-- START OF Input records --

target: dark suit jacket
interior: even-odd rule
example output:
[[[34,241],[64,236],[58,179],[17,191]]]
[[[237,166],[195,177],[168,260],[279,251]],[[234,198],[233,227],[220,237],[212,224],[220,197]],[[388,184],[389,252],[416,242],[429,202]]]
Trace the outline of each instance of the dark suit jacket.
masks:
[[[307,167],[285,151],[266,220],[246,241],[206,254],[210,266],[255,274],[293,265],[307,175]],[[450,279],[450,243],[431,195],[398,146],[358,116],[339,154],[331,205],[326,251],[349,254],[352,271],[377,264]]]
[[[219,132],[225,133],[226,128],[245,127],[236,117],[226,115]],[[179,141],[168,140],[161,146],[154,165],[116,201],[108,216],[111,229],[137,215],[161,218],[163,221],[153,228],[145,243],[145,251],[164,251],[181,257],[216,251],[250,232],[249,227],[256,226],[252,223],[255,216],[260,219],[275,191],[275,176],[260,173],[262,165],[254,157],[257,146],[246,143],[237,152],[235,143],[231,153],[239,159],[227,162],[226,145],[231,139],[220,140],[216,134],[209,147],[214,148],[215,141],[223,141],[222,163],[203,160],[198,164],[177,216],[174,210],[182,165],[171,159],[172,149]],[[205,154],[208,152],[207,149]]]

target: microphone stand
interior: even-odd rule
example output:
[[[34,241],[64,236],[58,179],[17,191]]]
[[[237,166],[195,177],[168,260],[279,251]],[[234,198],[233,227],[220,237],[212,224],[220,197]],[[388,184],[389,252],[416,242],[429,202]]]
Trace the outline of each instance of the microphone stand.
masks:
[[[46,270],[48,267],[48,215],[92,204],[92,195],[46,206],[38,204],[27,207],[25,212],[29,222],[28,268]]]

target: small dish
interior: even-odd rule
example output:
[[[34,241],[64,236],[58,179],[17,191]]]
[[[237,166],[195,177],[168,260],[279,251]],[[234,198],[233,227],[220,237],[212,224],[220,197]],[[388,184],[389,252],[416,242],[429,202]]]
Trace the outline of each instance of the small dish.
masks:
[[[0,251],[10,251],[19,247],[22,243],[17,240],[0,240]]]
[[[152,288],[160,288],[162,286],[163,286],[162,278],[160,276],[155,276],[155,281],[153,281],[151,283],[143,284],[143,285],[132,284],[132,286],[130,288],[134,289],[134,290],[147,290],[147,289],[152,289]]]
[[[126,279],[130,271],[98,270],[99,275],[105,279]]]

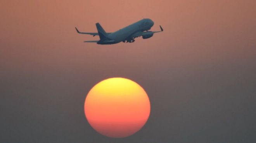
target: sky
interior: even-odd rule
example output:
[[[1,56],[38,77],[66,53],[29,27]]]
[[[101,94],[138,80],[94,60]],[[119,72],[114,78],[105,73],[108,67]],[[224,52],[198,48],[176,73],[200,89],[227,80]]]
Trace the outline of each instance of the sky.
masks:
[[[256,141],[254,0],[1,0],[0,142]],[[133,43],[84,43],[143,18],[164,31]],[[145,125],[113,139],[84,104],[108,78],[140,85]]]

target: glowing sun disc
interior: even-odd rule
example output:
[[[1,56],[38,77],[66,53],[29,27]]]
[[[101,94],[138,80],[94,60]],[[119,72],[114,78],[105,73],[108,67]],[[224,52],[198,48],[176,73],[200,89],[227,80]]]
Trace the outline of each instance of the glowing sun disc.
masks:
[[[145,124],[150,103],[143,88],[121,77],[109,78],[93,86],[85,102],[89,123],[99,133],[112,138],[129,136]]]

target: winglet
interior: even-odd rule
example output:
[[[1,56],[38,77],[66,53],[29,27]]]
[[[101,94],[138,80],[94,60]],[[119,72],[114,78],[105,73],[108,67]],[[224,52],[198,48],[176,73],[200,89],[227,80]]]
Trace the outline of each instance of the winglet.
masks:
[[[80,33],[80,32],[79,32],[79,31],[78,31],[78,29],[76,28],[76,27],[75,27],[75,28],[76,29],[76,32],[77,32],[78,33]]]
[[[162,28],[162,27],[161,26],[161,25],[160,25],[160,29],[161,29],[161,31],[163,31],[164,29],[163,29],[163,28]]]

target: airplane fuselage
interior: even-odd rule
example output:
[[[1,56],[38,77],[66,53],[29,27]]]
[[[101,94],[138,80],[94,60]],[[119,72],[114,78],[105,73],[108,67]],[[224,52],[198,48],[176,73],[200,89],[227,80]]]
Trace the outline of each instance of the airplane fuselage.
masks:
[[[151,19],[143,19],[108,34],[107,38],[100,40],[97,43],[99,44],[110,44],[129,40],[129,37],[132,34],[136,32],[149,30],[153,25],[154,22]]]

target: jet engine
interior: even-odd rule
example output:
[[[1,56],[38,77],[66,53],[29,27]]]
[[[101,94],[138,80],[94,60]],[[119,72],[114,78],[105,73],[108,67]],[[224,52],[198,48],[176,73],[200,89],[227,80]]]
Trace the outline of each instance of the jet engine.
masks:
[[[153,34],[147,34],[143,35],[142,36],[142,38],[143,38],[144,39],[149,38],[153,36]]]

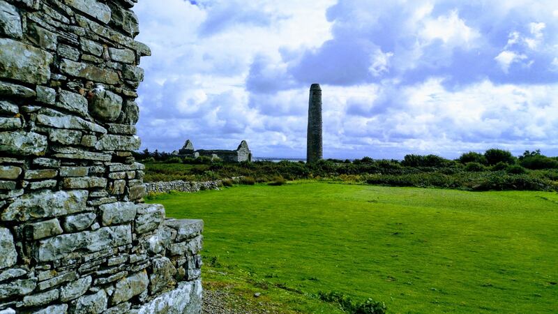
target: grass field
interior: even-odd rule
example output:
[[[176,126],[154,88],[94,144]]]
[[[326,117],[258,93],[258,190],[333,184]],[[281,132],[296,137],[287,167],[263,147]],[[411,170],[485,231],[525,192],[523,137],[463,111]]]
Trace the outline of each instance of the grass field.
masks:
[[[558,311],[558,195],[299,182],[172,193],[205,220],[208,287],[333,313],[318,291],[391,313]]]

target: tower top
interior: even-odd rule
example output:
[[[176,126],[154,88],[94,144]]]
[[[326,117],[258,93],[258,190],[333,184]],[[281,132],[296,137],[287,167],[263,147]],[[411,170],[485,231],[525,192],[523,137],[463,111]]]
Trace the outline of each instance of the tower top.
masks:
[[[321,91],[322,87],[319,87],[319,84],[317,83],[314,83],[312,86],[310,87],[310,91]]]

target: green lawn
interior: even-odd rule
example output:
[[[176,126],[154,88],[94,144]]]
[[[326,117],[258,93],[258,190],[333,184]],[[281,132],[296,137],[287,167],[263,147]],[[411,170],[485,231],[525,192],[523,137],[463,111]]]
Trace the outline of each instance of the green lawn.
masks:
[[[299,182],[149,202],[205,220],[206,283],[285,311],[331,313],[315,295],[335,290],[391,313],[558,311],[557,193]]]

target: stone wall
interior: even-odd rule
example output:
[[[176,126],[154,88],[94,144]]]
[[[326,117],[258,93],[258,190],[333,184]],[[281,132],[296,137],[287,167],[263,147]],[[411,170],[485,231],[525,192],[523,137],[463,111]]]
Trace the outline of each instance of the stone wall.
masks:
[[[146,193],[167,193],[172,190],[179,192],[199,192],[204,190],[218,190],[220,180],[206,181],[204,182],[188,181],[182,180],[147,182],[144,184]]]
[[[136,0],[0,0],[0,313],[199,313],[203,222],[142,202]]]

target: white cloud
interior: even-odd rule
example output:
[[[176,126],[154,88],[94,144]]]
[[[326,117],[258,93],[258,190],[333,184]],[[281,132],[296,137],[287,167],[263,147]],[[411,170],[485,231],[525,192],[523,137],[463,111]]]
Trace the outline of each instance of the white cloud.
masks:
[[[380,49],[376,50],[370,57],[372,64],[368,68],[368,71],[375,77],[389,72],[390,59],[393,57],[393,52],[382,52]]]
[[[444,44],[463,47],[471,47],[481,36],[478,31],[468,27],[455,10],[447,15],[426,20],[421,33],[427,41],[439,39]]]
[[[518,54],[509,50],[504,50],[494,58],[505,73],[509,71],[510,66],[514,63],[527,59],[525,54]]]
[[[248,140],[256,156],[302,157],[306,80],[317,77],[327,157],[558,154],[555,0],[197,3],[135,8],[153,51],[141,65],[143,147]]]

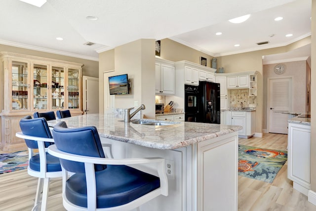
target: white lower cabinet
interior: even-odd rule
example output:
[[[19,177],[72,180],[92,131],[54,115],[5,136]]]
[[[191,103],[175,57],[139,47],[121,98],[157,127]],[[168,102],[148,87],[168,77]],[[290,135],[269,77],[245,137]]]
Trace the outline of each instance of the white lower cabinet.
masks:
[[[198,143],[197,209],[183,210],[237,210],[238,138],[227,135]]]
[[[156,116],[156,120],[165,121],[184,122],[184,114]]]
[[[239,126],[242,129],[238,131],[241,138],[249,138],[255,133],[255,111],[223,111],[223,124]],[[221,124],[222,124],[221,123]]]
[[[293,188],[307,196],[311,189],[311,126],[289,123],[287,177]]]

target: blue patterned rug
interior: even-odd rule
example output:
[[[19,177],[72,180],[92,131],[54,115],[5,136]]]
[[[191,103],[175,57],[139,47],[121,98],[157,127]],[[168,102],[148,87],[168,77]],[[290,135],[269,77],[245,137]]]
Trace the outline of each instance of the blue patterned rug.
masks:
[[[27,169],[28,165],[27,150],[0,154],[0,174]]]
[[[287,160],[287,152],[238,145],[238,174],[272,183]]]

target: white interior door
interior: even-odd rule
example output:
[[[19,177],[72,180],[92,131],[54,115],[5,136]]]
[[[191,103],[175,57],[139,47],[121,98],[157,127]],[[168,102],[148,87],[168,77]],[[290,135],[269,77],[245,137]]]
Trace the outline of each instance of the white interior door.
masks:
[[[269,132],[287,134],[288,112],[292,110],[291,78],[269,79]]]
[[[83,111],[86,114],[99,113],[99,79],[82,77]]]

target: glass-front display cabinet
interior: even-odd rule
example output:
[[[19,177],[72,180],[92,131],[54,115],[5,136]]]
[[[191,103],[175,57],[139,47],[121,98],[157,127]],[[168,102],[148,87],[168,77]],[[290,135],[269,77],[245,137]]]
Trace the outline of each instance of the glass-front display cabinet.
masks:
[[[82,114],[82,64],[5,52],[0,61],[0,150],[26,149],[15,136],[25,116],[67,109]]]

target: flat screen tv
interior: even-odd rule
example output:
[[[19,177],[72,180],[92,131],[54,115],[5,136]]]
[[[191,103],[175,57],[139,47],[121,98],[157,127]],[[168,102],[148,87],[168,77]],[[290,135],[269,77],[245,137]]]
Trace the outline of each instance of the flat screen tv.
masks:
[[[109,77],[110,94],[129,94],[128,76],[127,74]]]

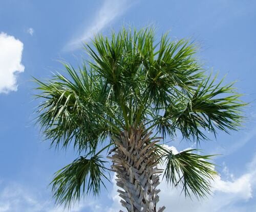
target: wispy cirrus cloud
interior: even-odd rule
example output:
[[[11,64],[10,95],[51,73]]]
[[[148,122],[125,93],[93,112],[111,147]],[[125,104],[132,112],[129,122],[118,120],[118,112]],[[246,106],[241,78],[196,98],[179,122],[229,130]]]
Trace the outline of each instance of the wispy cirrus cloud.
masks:
[[[175,147],[169,147],[169,148],[175,153],[178,152]],[[226,167],[225,168],[227,169]],[[225,174],[224,175],[228,176],[223,176],[225,177],[220,176],[212,182],[212,196],[209,196],[208,199],[200,200],[185,198],[183,195],[181,195],[181,189],[166,186],[167,182],[163,179],[158,187],[161,190],[158,206],[164,205],[166,208],[172,208],[172,211],[180,212],[254,211],[250,208],[251,209],[252,207],[253,209],[256,209],[255,204],[249,206],[244,203],[255,198],[253,194],[256,189],[255,168],[256,156],[247,164],[247,169],[239,177],[236,177],[229,171],[225,170],[224,172]],[[116,178],[114,175],[112,179],[113,187],[109,197],[112,199],[113,204],[110,207],[101,205],[100,208],[102,211],[115,212],[122,209],[119,202],[121,199],[116,192],[118,187],[115,184]],[[224,179],[226,178],[229,179]]]
[[[83,42],[88,41],[94,34],[109,26],[133,4],[133,1],[128,0],[105,0],[85,30],[80,36],[69,42],[63,50],[71,51],[80,48]]]

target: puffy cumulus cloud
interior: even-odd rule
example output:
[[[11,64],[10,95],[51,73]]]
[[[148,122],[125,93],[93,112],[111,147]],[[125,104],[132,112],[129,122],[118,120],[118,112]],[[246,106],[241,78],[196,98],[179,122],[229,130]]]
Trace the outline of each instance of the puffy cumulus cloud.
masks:
[[[174,147],[165,145],[165,147],[171,149],[175,153],[178,152]],[[158,205],[159,207],[164,205],[167,208],[170,208],[172,211],[179,212],[251,211],[250,210],[251,208],[256,209],[256,204],[247,205],[246,203],[253,198],[253,189],[256,187],[256,156],[248,168],[248,170],[244,174],[236,178],[225,167],[224,173],[229,175],[226,176],[229,180],[224,180],[221,176],[217,177],[212,182],[212,195],[206,199],[200,200],[185,198],[184,195],[181,194],[180,189],[166,186],[167,183],[164,179],[158,187],[161,190]],[[122,208],[119,203],[120,198],[116,192],[116,177],[114,175],[112,179],[113,188],[109,197],[112,200],[112,204],[110,207],[105,207],[102,211],[114,212]]]
[[[14,37],[0,33],[0,93],[17,90],[16,75],[24,71],[23,43]]]

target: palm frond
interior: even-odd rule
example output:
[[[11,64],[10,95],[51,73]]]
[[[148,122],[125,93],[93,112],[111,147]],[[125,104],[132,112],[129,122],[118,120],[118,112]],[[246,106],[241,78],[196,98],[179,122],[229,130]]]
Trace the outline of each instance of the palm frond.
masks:
[[[90,159],[80,156],[72,163],[59,170],[51,182],[53,197],[57,203],[70,206],[82,196],[99,194],[101,185],[105,186],[106,162],[99,155]]]
[[[211,181],[218,176],[215,165],[209,161],[214,155],[200,155],[191,149],[174,154],[165,150],[161,157],[166,164],[163,177],[174,186],[180,186],[186,196],[197,198],[210,194]]]

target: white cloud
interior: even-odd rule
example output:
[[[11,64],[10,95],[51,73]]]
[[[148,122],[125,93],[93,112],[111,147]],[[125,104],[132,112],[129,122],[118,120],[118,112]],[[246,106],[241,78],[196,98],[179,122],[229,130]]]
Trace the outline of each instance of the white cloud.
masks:
[[[29,28],[28,29],[28,30],[27,30],[27,32],[29,33],[31,36],[32,36],[34,32],[34,29],[31,28]]]
[[[80,48],[82,42],[88,41],[94,34],[106,26],[109,26],[108,25],[123,13],[131,6],[131,2],[128,0],[105,0],[95,14],[94,19],[90,21],[91,23],[81,35],[69,42],[64,50],[72,50]]]
[[[165,147],[167,147],[167,146]],[[169,147],[175,153],[177,149],[174,147]],[[256,156],[248,166],[248,170],[240,177],[236,178],[230,174],[227,168],[224,168],[224,173],[228,175],[228,180],[224,180],[219,176],[212,183],[214,194],[208,199],[191,200],[185,198],[183,194],[181,194],[181,189],[173,189],[166,186],[166,182],[164,180],[158,186],[161,192],[159,193],[160,201],[159,207],[164,205],[166,208],[172,208],[172,211],[179,212],[242,212],[248,211],[247,206],[238,206],[238,203],[246,203],[253,198],[253,189],[256,187]],[[114,176],[112,180],[114,185],[110,198],[113,204],[110,208],[105,208],[105,212],[114,212],[122,208],[119,202],[120,198],[116,190]],[[256,204],[250,207],[256,208]],[[249,207],[249,206],[248,206]],[[253,208],[254,208],[253,207]],[[166,211],[168,211],[166,209]]]
[[[21,63],[23,50],[21,41],[0,33],[0,93],[17,90],[16,74],[25,69]]]

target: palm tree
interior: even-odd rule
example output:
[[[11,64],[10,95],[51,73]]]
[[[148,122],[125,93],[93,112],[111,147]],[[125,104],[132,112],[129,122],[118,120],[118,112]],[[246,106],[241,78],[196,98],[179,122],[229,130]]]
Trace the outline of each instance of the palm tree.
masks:
[[[90,59],[81,66],[63,63],[66,76],[35,80],[42,100],[37,121],[46,139],[57,148],[72,145],[79,155],[55,173],[57,203],[70,206],[98,195],[112,171],[128,211],[164,210],[157,208],[161,174],[186,196],[211,192],[218,174],[212,155],[194,149],[175,154],[161,144],[177,133],[199,144],[206,131],[237,130],[245,104],[233,83],[206,75],[193,43],[173,41],[168,33],[156,41],[155,35],[147,28],[123,29],[110,38],[97,35],[85,45]]]

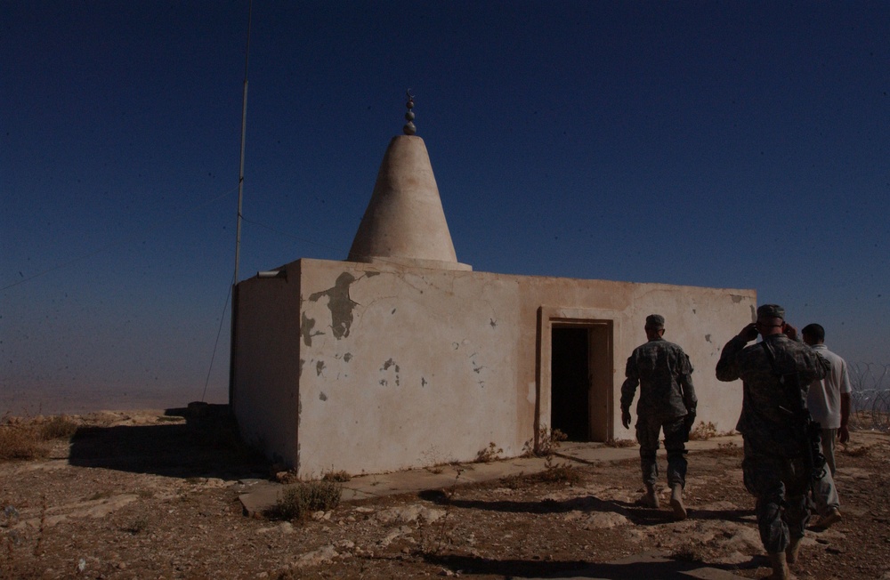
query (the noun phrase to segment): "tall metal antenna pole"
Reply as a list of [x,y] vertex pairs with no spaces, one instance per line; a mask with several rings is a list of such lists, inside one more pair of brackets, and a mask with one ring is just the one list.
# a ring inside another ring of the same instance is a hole
[[241,205],[244,201],[244,143],[247,133],[247,63],[250,61],[250,24],[254,0],[247,4],[247,44],[244,49],[244,93],[241,96],[241,159],[238,172],[238,224],[235,228],[235,273],[231,283],[231,335],[229,349],[229,412],[235,410],[235,327],[238,319],[238,265],[241,256]]
[[244,142],[247,133],[247,63],[250,59],[250,24],[254,16],[254,1],[247,7],[247,46],[244,50],[244,93],[241,96],[241,161],[238,173],[238,226],[235,231],[235,277],[238,284],[238,262],[241,254],[241,204],[244,200]]

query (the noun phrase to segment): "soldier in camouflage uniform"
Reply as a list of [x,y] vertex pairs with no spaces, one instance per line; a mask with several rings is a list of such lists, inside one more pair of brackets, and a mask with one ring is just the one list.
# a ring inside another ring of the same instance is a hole
[[[758,333],[763,342],[746,346]],[[797,373],[805,395],[807,385],[830,368],[815,350],[797,342],[797,334],[785,323],[784,309],[765,304],[757,309],[757,321],[726,343],[716,367],[720,381],[742,380],[741,416],[736,429],[745,439],[745,487],[757,500],[760,539],[773,564],[770,577],[779,579],[789,577],[788,565],[797,559],[809,519],[806,492],[812,471],[804,459],[806,442],[795,431],[795,419],[783,407],[788,399],[776,370],[781,375]]]
[[689,429],[695,420],[698,399],[692,387],[692,365],[683,349],[662,338],[664,317],[646,317],[648,342],[638,346],[627,358],[627,380],[621,385],[621,423],[630,428],[630,404],[636,385],[640,400],[636,404],[636,440],[640,442],[640,469],[646,493],[640,503],[659,507],[655,482],[659,476],[655,454],[659,432],[664,431],[668,451],[668,485],[671,488],[671,507],[676,520],[685,520],[683,488],[686,484],[686,446]]

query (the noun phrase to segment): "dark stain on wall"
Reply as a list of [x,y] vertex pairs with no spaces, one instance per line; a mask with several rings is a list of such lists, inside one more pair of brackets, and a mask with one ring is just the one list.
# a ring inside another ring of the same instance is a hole
[[349,286],[356,278],[349,272],[344,272],[337,277],[333,288],[316,292],[309,296],[312,302],[318,302],[322,296],[328,296],[328,309],[331,311],[331,331],[334,337],[340,340],[349,336],[349,329],[352,326],[352,310],[358,306],[349,297]]
[[315,318],[310,318],[306,316],[306,313],[303,313],[303,320],[300,322],[300,333],[303,334],[303,342],[306,346],[312,345],[312,336],[318,336],[319,334],[324,334],[320,330],[316,330],[312,332],[315,328]]

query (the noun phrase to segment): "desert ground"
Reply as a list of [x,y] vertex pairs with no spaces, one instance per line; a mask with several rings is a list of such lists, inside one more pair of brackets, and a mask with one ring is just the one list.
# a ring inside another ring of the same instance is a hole
[[[433,469],[453,472],[453,485],[340,502],[293,520],[247,517],[239,496],[282,474],[228,422],[188,409],[7,416],[0,456],[3,578],[769,572],[735,445],[690,454],[684,521],[667,507],[635,504],[638,460],[567,466],[558,454],[538,472],[462,485],[460,472],[473,464],[441,465]],[[792,571],[890,579],[890,438],[854,431],[837,463],[844,519],[807,531]],[[620,563],[635,554],[657,558]]]

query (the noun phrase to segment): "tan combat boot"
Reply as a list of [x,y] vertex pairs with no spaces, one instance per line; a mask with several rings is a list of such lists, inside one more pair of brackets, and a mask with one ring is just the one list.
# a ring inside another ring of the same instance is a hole
[[675,484],[671,487],[670,506],[674,510],[674,519],[677,521],[686,519],[686,506],[683,504],[683,486]]
[[784,552],[770,554],[770,562],[773,564],[773,574],[766,576],[768,580],[789,580],[791,578],[791,573],[788,571],[788,562],[785,561]]
[[803,536],[793,537],[788,547],[785,548],[785,561],[789,564],[794,564],[797,561],[797,554],[800,553],[800,542],[803,539]]

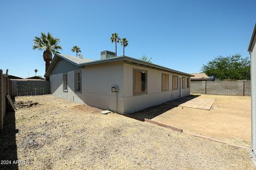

-- END OF Input records --

- Requirement
Show every line of the rows above that contains the word "winglet", copying each line in full.

- Solution below
target: winglet
Trace the outline of each instance of the winglet.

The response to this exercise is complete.